Отрывок текста:
=======

До чего же примитивен
Инструмент нехитрый наш:
Десть бумаги в десять гривен,
Торопливый карандаш —
Вот и все, что людям нужно <…> (3, 143).

   Но карандаш у Шаламова не только инструмент, создающий феномен Homo Scribens. С ним отождествляется сам лагерник, что порождает небывалый для русской литературы образ человека-карандаша:
Он пальцы замерзшие греет,
В ладонь торопливо дыша,
Становится все быстрее
Походка карандаша.

И вот, деревянные ноги
Двигая, как манекен,
По снегу, не помня дороги,
Выходит на берег к реке <…> (3, 127–128).

   В итоге происходит претворение лагерного быта в духовное инобытие, и этот процесс трансформации воссоздан автором без какого-либо опосредования. Более того, онтологическое трансцендирование переходит границу видимого: сам Творец оказывается у Шаламова в положении Пишущего (Deus Scribens). А все обозримое (и необозримое) предстает «конвертом» в разноцветных марках:
И каждый вылеплен цветок
В почтовом отделенье.
И до востребования мог
Писать мне письма только Бог
Без всякого стесненья (3, 122).

   Таким образом, творческие установки Варлама Шаламова вполне могут быть рассмотрены в русле религиозно-философского и филологического отождествления мира с книгой. Василий Тредиаковский и автор «Колымских рассказов» при всей их несопоставимости апеллировали к одним и тем же ценностям традиционной книжно-языковой культуры.

=======

Блок данных:

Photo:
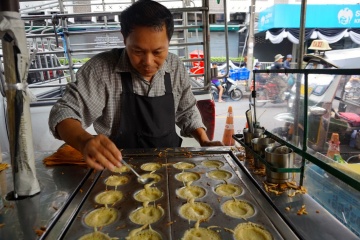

=======

Задание: Выведите слово в слово кусок из отрывка текста: от слов «Но карандаш у» и до слов «<…> (3, 127–128).» включительно.

Правильный ответ:
Но карандаш у Шаламова не только инструмент, создающий феномен Homo Scribens. С ним отождествляется сам лагерник, что порождает небывалый для русской литературы образ человека-карандаша:
Он пальцы замерзшие греет,
В ладонь торопливо дыша,
Становится все быстрее
Походка карандаша.

И вот, деревянные ноги
Двигая, как манекен,
По снегу, не помня дороги,
Выходит на берег к реке <…> (3, 127–128).